WORK REQUEST 1
Please transcribe the Abridge article from "- Under the" to "about patient care.".
WORK REQUEST 2
In one to three sentences, explain why, according to the Abridge article, Matt Troup considers easy access to information critical.
WORK REQUEST 3
Continue the Abridge article from its final sentence.

Dive Brief:
- Abridge is expanding its clinical decision support tool through two partnerships with publishers of major medical journals, the AI scribe company announced Wednesday.
- Under the deal, content from the New England Journal of Medicine and the JAMA Network will inform the AI’s responses when clinicians search for medical information and ask questions about patient care.
- The tool should allow clinicians to more easily access the latest medical research, Abridge said. “With the amount of complexity that exists in healthcare now, easy access to information for the right patient, the right moment, the right clinical conversation — it’s critical,” Matt Troup, clinical strategy principal at Abridge, said in an interview.
Dive Insight:
Over the past three years, the use of generative AI in healthcare has significantly increased, especially for tasks like documenting patient care and searching for medical information.
Thirty-five percent of physicians report using AI tools to look up recent research in order to aid in care delivery and decision-making, according to a survey published last month by Doximity. Nearly 30% said they use a voice-based documentation tool, which typically records clinicians’ conversations with patients and drafts a clinical note, the survey found.
Founded in 2018, Abridge is one of a number of firms touting these AI scribes. The company, which raised two nine-digit funding rounds last year, works with 250 health systems across the country, including Kaiser Permanente, UPMC and Northwell Health.

DATA FOR ANALYSIS
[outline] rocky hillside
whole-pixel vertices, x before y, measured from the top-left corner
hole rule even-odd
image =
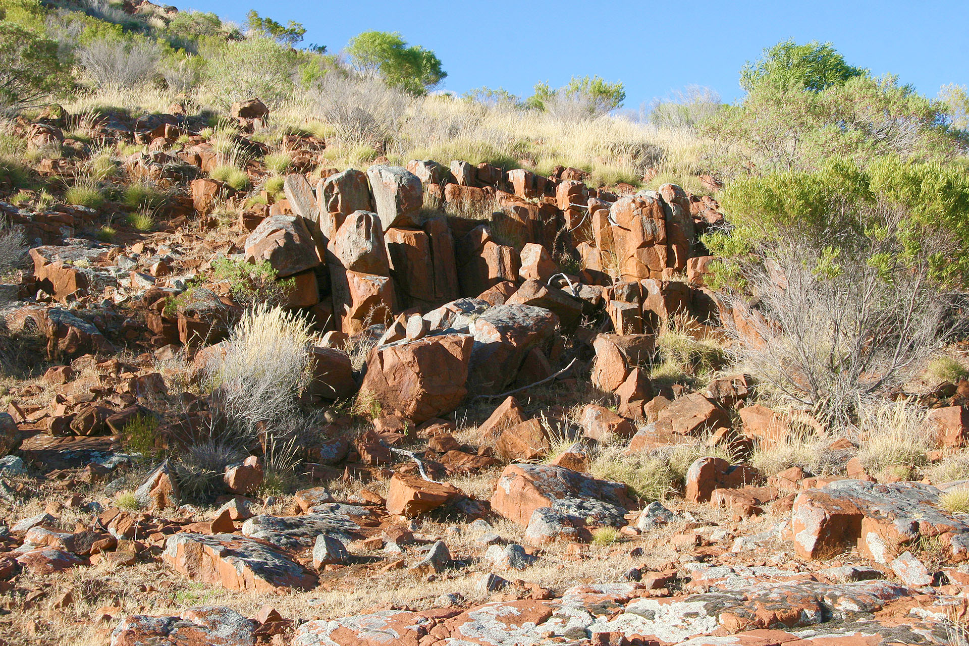
[[[257,193],[267,113],[103,112],[114,197],[4,188],[5,643],[961,643],[969,382],[918,442],[768,408],[716,199],[306,134]],[[37,172],[73,119],[16,122]]]

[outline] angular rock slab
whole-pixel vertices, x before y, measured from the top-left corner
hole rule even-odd
[[[600,480],[554,465],[511,464],[502,472],[491,496],[491,508],[526,526],[535,509],[550,507],[597,524],[624,525],[632,501],[626,485]]]
[[[252,646],[255,631],[234,610],[200,605],[170,617],[129,615],[111,632],[111,646]]]
[[[468,392],[473,344],[468,334],[442,334],[375,348],[359,396],[418,424],[451,413]]]
[[[862,556],[888,564],[922,536],[937,537],[951,560],[965,561],[969,523],[940,509],[939,494],[921,482],[849,479],[807,489],[792,511],[795,550],[804,558],[823,559],[857,545]]]
[[[281,549],[303,549],[312,547],[321,534],[331,534],[344,541],[359,538],[361,524],[374,524],[375,520],[366,508],[324,503],[301,516],[253,516],[242,523],[242,536]]]
[[[308,590],[317,583],[316,576],[283,552],[232,534],[175,534],[169,537],[162,559],[194,581],[228,590]]]

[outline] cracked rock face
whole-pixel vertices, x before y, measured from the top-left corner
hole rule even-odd
[[[969,523],[940,509],[939,489],[921,482],[878,484],[837,480],[801,492],[792,531],[797,554],[831,558],[858,547],[866,558],[891,562],[921,537],[937,537],[953,561],[969,557]]]
[[[312,547],[321,534],[331,534],[344,541],[359,538],[361,523],[372,520],[365,508],[324,503],[301,516],[253,516],[242,524],[242,536],[281,549],[302,549]]]
[[[192,580],[229,590],[274,592],[316,585],[316,576],[285,553],[232,534],[175,534],[169,538],[162,559]]]
[[[509,465],[491,496],[494,511],[523,526],[546,507],[596,524],[621,525],[631,505],[625,484],[553,465]]]
[[[111,646],[251,646],[255,629],[230,608],[196,606],[171,617],[126,617],[111,632]]]

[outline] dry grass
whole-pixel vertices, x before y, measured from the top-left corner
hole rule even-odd
[[[858,456],[869,473],[896,465],[922,466],[932,443],[925,429],[925,410],[904,399],[860,404],[858,435]]]
[[[706,143],[687,128],[658,128],[623,116],[565,120],[547,112],[485,107],[440,96],[392,96],[378,101],[372,88],[362,94],[346,89],[341,92],[363,110],[372,108],[379,111],[379,123],[366,122],[362,135],[352,136],[328,123],[328,115],[330,120],[335,116],[318,95],[297,90],[274,108],[269,133],[260,138],[272,141],[287,129],[326,136],[326,166],[340,169],[366,166],[381,154],[401,166],[410,159],[433,159],[443,164],[463,160],[527,168],[542,174],[561,165],[590,172],[589,183],[598,186],[616,182],[639,185],[647,169],[656,169],[659,174],[649,187],[673,181],[695,193],[705,192],[697,175]],[[378,93],[393,91],[382,88]],[[72,113],[89,113],[106,106],[164,112],[172,103],[183,99],[173,91],[148,86],[106,87],[81,94],[65,108]],[[218,101],[199,91],[188,104],[193,111],[221,111]],[[377,109],[385,105],[392,109]],[[391,112],[392,117],[386,116]]]

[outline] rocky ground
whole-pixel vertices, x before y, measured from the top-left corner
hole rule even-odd
[[[266,116],[233,110],[257,185]],[[66,118],[17,123],[65,151],[41,174],[87,163]],[[969,514],[940,504],[964,483],[869,473],[833,435],[823,470],[766,473],[753,451],[816,421],[722,356],[655,369],[674,326],[729,342],[713,198],[460,161],[320,171],[306,135],[283,195],[246,195],[204,176],[202,125],[174,106],[92,126],[141,144],[123,168],[167,192],[155,231],[121,202],[0,201],[32,264],[0,288],[0,641],[964,642]],[[179,456],[211,439],[205,368],[251,304],[224,260],[288,281],[312,379],[286,468],[264,441],[200,498]],[[946,459],[969,383],[921,395]]]

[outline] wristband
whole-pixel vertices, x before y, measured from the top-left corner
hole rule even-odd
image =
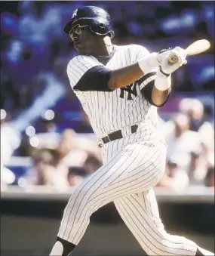
[[[159,91],[166,91],[171,87],[171,76],[166,76],[159,69],[155,79],[155,86]]]
[[[158,54],[153,52],[149,56],[146,56],[138,61],[138,65],[144,75],[148,74],[160,65],[158,60]]]
[[[162,70],[161,66],[159,66],[159,70],[160,70],[161,73],[162,75],[165,76],[166,77],[168,77],[168,76],[170,75],[170,74],[167,74],[167,73],[164,72],[164,71]]]

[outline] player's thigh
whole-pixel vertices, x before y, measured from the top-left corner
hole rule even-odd
[[[147,232],[151,229],[163,229],[157,200],[152,188],[123,198],[116,199],[114,203],[125,221],[135,217],[137,223],[144,223]],[[139,220],[139,221],[138,221]],[[152,231],[152,230],[151,230]]]

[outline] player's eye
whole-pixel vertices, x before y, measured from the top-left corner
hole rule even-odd
[[[75,26],[72,29],[70,30],[69,32],[69,36],[70,38],[74,40],[74,38],[75,38],[75,36],[77,37],[77,35],[80,35],[81,34],[82,29],[85,29],[85,26]]]

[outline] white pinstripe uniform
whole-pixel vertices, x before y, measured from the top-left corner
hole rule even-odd
[[[137,63],[147,54],[142,46],[115,46],[115,54],[106,66],[115,69]],[[72,88],[89,69],[100,65],[91,56],[74,57],[67,68]],[[124,137],[103,145],[103,165],[72,195],[57,235],[60,238],[77,245],[91,214],[113,201],[149,255],[195,254],[196,245],[167,234],[159,217],[153,187],[164,172],[166,145],[158,128],[157,109],[140,92],[153,78],[140,85],[134,83],[131,93],[120,88],[112,92],[75,91],[98,138],[118,129]],[[132,100],[128,100],[131,96]],[[134,124],[138,128],[131,134],[131,125]]]

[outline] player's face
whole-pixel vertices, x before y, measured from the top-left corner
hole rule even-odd
[[[88,26],[77,27],[70,32],[74,48],[79,54],[94,55],[96,54],[99,37],[90,30]]]

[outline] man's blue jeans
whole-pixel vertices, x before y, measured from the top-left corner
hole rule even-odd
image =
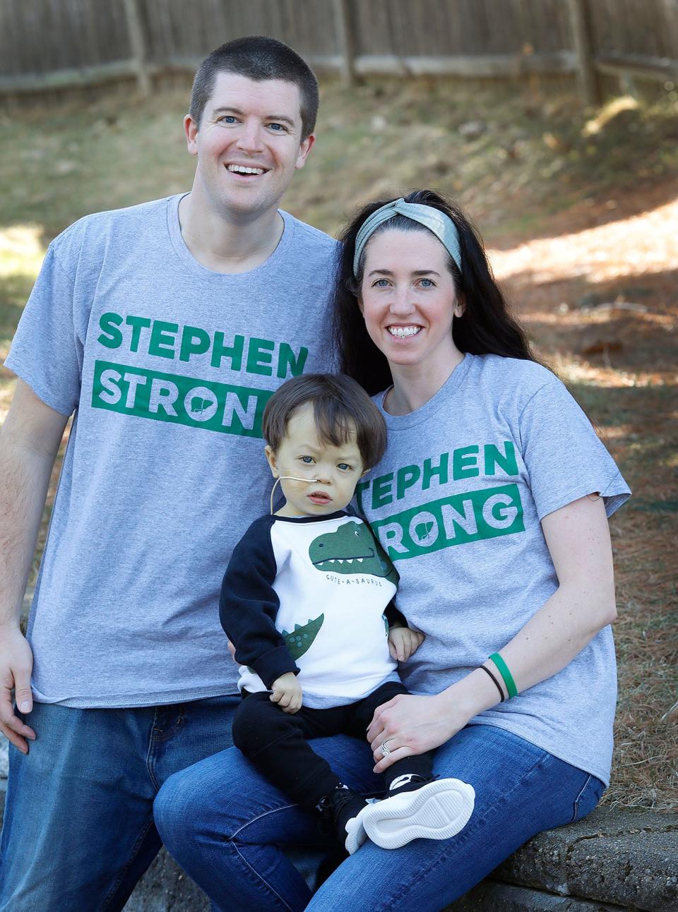
[[[342,782],[380,789],[367,743],[339,735],[313,742]],[[437,912],[542,830],[589,814],[603,783],[501,729],[467,726],[436,751],[434,772],[475,789],[466,826],[445,840],[388,851],[366,842],[311,893],[281,846],[318,841],[314,815],[270,785],[236,750],[172,776],[155,801],[170,853],[228,912]]]
[[[132,710],[37,703],[10,746],[2,912],[121,909],[160,848],[152,803],[178,770],[229,747],[240,697]]]

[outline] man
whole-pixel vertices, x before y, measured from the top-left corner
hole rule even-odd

TASK OUTPUT 1
- Under the deal, content from the New England Journal of Medicine and the JAMA Network will inform the AI’s responses when clinicians search for medical information and ask questions about patient care.

TASK OUTPUT 2
Matt Troup says easy access to information for the right patient, moment and clinical conversation is critical because of the amount of complexity that exists in healthcare now.

TASK OUTPUT 3
Now, Abridge is expanding its clinical support capabilities. Providers can query an AI before appointments with patients to help them prepare. They can also chat with the AI, which can use information from a patient’s clinical notes to guide reponses, during and after visits, Troup said.
The clinical decision support capabilities have been available to clinicians for the past two to three months, using information from Wolters Kluwer’s UptoDate clinical and drug data tool, Troup said. Content from NEJM and JAMA will roll out in the coming months, according to a press release Wednesday.
All information delivered to a clinician is annotated, so providers can see where answers were sourced. That should build trust in the AI, as well as serve as a safety guardrail against hallucinations or misleading information, Troup said.
“The clinician is in control and is the decision maker, but the access to that information is now presented in a more meaningful and impactful way,” he said.